CONSIGNE
Dans le texte sur la vertu et la nature divine, relevez tous les noms, avec leurs qualificatifs, par lesquels l'auteur désigne les attitudes qu'il juge répréhensibles.

XL. À la vérité, ce serait une basse jalousie, et même une impiété, que de refuser à la vertu toute participation de la nature divine ; mais vouloir confondre la terre avec le ciel, ce serait une folie. Tenons-nous-en donc à ce qu’il y a de plus certain, et disons avec Pindare :

Le corps fragile et périssable Doit subir de la mort l’arrêt inévitable ; L’âme, qui ne périt jamais, Jouit au sein de Dieu d’une éternelle paix.

Lignes d'un jeu de données
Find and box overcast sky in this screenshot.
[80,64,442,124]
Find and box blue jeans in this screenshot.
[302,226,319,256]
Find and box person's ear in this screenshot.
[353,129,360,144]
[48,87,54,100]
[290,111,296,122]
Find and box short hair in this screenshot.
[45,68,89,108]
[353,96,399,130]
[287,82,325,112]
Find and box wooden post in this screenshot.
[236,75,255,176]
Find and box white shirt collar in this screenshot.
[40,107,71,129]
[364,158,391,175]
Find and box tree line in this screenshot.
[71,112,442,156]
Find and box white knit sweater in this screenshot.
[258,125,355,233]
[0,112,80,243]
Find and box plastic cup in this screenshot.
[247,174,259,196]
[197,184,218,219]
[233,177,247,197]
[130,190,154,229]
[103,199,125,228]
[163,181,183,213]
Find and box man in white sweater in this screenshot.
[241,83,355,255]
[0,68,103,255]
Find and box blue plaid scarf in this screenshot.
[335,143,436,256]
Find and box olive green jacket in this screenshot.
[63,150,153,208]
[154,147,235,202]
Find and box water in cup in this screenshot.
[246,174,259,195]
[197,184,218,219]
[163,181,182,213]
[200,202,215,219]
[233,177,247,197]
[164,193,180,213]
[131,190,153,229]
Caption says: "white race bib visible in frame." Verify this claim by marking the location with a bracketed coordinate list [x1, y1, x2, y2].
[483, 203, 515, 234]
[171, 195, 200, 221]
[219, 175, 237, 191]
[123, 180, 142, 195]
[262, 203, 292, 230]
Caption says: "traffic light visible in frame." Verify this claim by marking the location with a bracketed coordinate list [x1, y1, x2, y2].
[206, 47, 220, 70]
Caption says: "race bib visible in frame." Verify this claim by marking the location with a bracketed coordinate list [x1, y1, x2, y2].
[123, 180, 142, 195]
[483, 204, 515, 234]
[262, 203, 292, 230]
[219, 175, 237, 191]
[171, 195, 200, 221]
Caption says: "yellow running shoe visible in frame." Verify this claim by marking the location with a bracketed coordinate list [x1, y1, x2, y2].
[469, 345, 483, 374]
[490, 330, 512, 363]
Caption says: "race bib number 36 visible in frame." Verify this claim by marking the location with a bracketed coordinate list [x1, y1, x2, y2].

RÉPONSE
une basse jalousie
une impiété
une folie